- **WHAT IS ASKED**
1) Could you output the part of the passage about Ebenezer's advice for seniors starting at "During his time" and ending at "hobbies in college."?
2) Using the passage about Ebenezer's advice for seniors, what are the answers to these questions?
(a) Which activity did Ebenezer join in his first semester of college, drop, and later return to?
(b) What topic did he come across while going through the classes that led him to archaeology?
(c) How many science classes did he say he had?

** begin TEXT PASSAGE **

During his time at Lafayette, Ebenezer was active in many different clubs. He was involved with the Lafayette Science Council (LSC), Speech and Debate, Model UN, Key Club and National Honor Society. With all this involvement in high school, he said that it helped him learn the importance of pursuing activities and hobbies in college.

“Continuing interest [in hobbies] is so important because in college during the first semester I joined Debate and I dropped off the wagon because I got really busy. That’s probably one of the biggest regrets I had about college. I eventually went back to Debate and I’ve been more involved recently,” Ebenezer said. “Continuing interests help you stay connected to things you’ve gotten good at in high school or things that you’ve enjoyed in high school, but also allows you to have an escape from the day.”

Ebenezer said he advises seniors to prepare for the transition from high school to college, and one of his main takeaways is the understanding that classes will be so much different.

“You need to take [college] seriously in the beginning because it’s going to be a really big jump from high school to college. What worked in high school won’t work in college at all, it’s really different,” he said. “One thing I didn’t realize when I went to college is classes in high school are very broad, but classes in college are very specific. I looked up if there was a European history class, but there was no such thing. There are only history classes for specific time periods and countries.”

This eventually lead to Ebenezer finding another passion in archaeology.

“I was going through all the classes and I didn’t realize I could take something different and I saw ancient Egyptian civilization. I thought I wouldn’t ever be able to learn that if it wasn’t for being in college,” Ebenezer said. “I had seven science classes and it was really difficult to not have anything other than science at all times. In high school, it sounds great not having to take an English class, but in college, you maybe want a break from science classes. This year I was looking forward to that and now I have a break in my schedule with my Egyptomania class.”

After looking back on his years at Lafayette, Ebenezer said he doesn’t recommend unnecessarily stressing. 

“I took a lot of things really seriously,” he said. “What’s more important is focusing on yourself as a person more holistically and not necessarily worrying about so many individual things.”

** end TEXT PASSAGE **
** begin RECORDS SUPPLIED **

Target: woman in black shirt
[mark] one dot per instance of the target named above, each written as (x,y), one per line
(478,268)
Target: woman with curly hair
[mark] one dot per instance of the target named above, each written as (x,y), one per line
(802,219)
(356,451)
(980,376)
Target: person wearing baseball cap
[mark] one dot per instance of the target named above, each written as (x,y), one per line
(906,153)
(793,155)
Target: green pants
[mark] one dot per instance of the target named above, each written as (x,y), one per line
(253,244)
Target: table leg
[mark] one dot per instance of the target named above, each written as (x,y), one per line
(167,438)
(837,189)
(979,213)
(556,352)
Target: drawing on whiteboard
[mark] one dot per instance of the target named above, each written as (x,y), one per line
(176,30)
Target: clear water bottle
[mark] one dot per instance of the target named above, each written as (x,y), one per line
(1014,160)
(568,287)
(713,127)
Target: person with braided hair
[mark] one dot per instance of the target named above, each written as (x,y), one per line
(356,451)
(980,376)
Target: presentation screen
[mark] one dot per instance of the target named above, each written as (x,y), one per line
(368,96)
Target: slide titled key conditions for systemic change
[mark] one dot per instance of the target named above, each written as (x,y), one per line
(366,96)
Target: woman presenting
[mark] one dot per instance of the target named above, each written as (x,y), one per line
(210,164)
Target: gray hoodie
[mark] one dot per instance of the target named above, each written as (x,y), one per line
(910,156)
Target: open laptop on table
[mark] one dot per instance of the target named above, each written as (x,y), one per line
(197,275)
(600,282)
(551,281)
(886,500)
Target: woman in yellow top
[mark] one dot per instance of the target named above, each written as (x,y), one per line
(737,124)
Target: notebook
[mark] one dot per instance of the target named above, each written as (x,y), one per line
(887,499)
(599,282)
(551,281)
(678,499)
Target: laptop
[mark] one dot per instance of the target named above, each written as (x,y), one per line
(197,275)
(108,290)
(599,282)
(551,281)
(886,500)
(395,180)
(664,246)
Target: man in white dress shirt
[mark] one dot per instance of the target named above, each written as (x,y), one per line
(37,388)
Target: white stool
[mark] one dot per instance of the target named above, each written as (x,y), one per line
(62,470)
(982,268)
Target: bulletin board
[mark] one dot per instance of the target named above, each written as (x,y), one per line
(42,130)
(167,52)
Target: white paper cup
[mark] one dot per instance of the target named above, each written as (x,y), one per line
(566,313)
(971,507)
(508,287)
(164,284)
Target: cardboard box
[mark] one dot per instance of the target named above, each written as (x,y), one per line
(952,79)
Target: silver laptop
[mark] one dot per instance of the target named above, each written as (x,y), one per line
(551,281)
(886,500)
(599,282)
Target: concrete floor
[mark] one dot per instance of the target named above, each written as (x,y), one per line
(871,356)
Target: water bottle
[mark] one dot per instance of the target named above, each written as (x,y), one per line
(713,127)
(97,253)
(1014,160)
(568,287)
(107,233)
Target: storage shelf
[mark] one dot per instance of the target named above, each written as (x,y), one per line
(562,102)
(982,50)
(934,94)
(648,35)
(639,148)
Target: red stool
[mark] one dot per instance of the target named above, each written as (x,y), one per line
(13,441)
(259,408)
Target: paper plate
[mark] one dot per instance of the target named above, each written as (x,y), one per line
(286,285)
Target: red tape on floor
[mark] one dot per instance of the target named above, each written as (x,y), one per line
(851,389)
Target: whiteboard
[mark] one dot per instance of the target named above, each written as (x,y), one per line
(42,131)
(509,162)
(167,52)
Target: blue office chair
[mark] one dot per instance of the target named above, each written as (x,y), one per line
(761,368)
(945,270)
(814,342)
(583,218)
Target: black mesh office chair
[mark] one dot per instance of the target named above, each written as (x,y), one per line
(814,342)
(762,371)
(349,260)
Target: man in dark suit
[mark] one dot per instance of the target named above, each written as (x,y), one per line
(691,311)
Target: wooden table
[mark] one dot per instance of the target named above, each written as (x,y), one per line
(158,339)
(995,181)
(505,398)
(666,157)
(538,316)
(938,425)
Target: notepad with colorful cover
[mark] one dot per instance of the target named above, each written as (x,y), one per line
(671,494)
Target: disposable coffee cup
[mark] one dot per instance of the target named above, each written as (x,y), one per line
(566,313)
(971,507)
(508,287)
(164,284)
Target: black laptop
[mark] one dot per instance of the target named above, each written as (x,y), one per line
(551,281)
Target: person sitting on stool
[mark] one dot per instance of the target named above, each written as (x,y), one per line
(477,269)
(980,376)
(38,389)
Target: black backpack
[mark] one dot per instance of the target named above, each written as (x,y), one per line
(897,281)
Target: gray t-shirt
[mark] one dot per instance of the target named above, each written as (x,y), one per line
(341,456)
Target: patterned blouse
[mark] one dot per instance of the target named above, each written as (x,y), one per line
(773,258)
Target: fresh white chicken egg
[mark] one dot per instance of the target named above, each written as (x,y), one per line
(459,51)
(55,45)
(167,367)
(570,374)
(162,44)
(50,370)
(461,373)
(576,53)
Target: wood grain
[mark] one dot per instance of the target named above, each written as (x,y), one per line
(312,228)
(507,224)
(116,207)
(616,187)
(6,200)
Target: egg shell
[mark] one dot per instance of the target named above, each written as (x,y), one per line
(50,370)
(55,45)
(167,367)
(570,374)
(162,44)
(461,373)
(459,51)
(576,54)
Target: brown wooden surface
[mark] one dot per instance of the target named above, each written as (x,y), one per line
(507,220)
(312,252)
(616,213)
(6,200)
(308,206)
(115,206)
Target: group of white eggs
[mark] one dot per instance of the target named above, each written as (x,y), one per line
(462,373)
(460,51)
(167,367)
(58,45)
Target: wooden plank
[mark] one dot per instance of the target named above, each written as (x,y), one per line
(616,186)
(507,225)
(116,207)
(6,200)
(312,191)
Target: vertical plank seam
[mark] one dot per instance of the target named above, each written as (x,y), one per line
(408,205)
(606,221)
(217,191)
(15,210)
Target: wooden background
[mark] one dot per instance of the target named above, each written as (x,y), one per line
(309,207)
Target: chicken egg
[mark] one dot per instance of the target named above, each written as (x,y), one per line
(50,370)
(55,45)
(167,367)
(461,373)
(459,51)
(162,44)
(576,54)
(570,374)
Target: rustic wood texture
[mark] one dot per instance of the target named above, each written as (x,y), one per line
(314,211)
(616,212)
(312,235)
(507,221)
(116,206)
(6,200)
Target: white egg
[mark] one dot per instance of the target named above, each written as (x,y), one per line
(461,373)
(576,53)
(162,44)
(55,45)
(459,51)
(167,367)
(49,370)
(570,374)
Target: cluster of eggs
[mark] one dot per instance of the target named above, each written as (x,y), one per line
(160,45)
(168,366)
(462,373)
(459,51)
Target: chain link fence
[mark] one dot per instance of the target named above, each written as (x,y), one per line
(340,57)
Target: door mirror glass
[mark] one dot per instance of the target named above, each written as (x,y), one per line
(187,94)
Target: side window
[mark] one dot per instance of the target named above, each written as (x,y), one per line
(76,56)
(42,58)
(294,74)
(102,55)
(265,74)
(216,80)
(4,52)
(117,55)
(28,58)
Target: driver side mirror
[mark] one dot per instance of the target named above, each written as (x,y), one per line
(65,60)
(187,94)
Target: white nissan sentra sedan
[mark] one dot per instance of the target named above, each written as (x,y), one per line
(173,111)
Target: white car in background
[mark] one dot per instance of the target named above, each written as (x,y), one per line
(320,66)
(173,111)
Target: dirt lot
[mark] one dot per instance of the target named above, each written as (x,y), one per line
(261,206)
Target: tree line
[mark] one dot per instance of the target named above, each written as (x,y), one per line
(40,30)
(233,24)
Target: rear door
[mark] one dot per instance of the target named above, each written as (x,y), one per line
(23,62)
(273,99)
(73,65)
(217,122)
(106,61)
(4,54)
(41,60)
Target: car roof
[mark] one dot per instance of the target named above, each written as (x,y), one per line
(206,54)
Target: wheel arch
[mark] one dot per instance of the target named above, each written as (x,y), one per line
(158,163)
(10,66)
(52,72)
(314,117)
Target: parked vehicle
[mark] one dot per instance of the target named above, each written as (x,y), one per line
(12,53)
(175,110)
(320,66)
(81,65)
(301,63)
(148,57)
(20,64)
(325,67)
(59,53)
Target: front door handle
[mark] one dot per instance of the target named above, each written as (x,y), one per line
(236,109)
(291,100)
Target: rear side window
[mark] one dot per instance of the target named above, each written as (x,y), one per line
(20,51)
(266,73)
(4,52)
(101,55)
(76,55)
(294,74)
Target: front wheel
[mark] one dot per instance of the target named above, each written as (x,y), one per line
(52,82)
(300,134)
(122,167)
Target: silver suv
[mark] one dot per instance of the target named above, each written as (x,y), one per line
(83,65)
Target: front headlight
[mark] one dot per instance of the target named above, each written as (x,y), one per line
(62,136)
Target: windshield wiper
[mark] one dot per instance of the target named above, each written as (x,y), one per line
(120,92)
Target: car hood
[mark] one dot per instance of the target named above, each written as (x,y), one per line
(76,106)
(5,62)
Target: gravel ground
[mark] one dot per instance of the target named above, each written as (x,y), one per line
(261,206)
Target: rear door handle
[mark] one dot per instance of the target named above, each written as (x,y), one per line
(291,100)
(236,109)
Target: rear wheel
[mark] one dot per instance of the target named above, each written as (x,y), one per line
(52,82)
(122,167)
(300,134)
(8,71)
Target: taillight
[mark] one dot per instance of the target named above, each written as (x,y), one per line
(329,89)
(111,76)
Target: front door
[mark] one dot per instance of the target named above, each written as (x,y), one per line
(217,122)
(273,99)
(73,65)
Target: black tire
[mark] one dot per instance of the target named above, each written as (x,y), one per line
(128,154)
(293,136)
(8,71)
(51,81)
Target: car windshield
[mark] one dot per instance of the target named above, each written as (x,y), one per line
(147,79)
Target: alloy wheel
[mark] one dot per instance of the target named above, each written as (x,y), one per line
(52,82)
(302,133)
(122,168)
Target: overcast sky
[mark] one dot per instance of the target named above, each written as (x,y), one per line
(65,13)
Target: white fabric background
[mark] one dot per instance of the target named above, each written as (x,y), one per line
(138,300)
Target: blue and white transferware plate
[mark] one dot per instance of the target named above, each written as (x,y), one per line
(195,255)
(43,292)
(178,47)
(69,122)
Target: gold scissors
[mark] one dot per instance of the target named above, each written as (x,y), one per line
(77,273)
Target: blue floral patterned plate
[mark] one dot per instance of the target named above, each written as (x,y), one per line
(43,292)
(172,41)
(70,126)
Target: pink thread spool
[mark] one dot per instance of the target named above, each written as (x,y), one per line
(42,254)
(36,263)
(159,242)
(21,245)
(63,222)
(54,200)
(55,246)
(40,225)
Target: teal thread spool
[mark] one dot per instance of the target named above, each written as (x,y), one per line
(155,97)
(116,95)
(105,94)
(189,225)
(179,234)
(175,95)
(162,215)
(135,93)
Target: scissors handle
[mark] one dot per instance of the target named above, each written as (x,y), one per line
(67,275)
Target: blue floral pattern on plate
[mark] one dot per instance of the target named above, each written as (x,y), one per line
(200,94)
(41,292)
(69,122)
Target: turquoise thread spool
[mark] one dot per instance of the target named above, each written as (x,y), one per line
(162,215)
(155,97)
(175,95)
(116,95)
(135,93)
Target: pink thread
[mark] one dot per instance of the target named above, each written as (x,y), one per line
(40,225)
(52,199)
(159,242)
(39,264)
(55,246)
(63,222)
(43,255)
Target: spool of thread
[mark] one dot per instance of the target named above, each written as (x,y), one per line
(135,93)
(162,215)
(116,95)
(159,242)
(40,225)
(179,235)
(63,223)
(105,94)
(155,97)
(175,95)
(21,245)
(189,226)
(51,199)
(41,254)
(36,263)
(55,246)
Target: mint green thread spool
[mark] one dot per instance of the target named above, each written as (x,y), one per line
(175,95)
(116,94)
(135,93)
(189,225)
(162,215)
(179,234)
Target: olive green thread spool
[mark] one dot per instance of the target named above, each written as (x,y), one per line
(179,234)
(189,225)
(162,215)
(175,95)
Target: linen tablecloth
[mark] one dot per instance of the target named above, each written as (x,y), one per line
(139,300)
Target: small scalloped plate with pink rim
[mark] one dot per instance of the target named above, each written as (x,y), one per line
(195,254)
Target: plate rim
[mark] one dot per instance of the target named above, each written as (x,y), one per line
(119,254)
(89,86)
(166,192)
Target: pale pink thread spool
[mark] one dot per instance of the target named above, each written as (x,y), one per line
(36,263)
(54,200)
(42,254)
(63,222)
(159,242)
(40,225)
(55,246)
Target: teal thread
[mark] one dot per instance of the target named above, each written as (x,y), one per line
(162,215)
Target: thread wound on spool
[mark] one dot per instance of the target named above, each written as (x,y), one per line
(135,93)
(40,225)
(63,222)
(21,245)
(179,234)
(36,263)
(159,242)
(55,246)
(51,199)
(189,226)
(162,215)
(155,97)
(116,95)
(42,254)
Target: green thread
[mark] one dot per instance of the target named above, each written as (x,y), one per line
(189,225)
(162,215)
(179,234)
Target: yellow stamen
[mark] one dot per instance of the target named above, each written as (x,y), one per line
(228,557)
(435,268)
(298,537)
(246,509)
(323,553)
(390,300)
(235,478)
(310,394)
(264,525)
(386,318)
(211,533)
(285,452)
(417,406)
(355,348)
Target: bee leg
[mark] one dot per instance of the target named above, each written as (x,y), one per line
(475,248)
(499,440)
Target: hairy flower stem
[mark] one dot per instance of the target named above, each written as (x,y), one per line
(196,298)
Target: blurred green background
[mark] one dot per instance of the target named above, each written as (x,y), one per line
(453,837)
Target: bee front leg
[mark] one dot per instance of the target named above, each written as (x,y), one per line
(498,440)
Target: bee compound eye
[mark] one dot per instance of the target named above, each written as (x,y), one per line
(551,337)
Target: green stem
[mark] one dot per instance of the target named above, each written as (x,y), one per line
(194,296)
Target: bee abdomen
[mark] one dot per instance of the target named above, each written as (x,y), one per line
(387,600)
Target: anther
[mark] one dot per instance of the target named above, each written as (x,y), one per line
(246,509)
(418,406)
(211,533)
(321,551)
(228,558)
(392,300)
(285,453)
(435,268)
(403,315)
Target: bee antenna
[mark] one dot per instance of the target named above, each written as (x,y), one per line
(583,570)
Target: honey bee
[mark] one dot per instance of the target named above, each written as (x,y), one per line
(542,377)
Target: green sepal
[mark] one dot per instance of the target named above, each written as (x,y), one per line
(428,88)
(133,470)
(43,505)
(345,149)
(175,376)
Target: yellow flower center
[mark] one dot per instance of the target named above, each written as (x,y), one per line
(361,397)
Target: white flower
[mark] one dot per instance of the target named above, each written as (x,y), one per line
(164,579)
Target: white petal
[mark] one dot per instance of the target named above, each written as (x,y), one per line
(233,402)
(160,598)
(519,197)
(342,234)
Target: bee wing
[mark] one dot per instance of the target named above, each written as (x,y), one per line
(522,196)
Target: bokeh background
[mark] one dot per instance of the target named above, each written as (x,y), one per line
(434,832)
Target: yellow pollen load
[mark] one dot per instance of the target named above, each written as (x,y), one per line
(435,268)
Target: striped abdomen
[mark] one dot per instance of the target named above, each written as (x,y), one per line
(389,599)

** end RECORDS SUPPLIED **

- **THE REPLIES**
1)
During his time at Lafayette, Ebenezer was active in many different clubs. He was involved with the Lafayette Science Council (LSC), Speech and Debate, Model UN, Key Club and National Honor Society. With all this involvement in high school, he said that it helped him learn the importance of pursuing activities and hobbies in college.

2)
(a) Debate
(b) Ancient Egyptian civilization
(c) Seven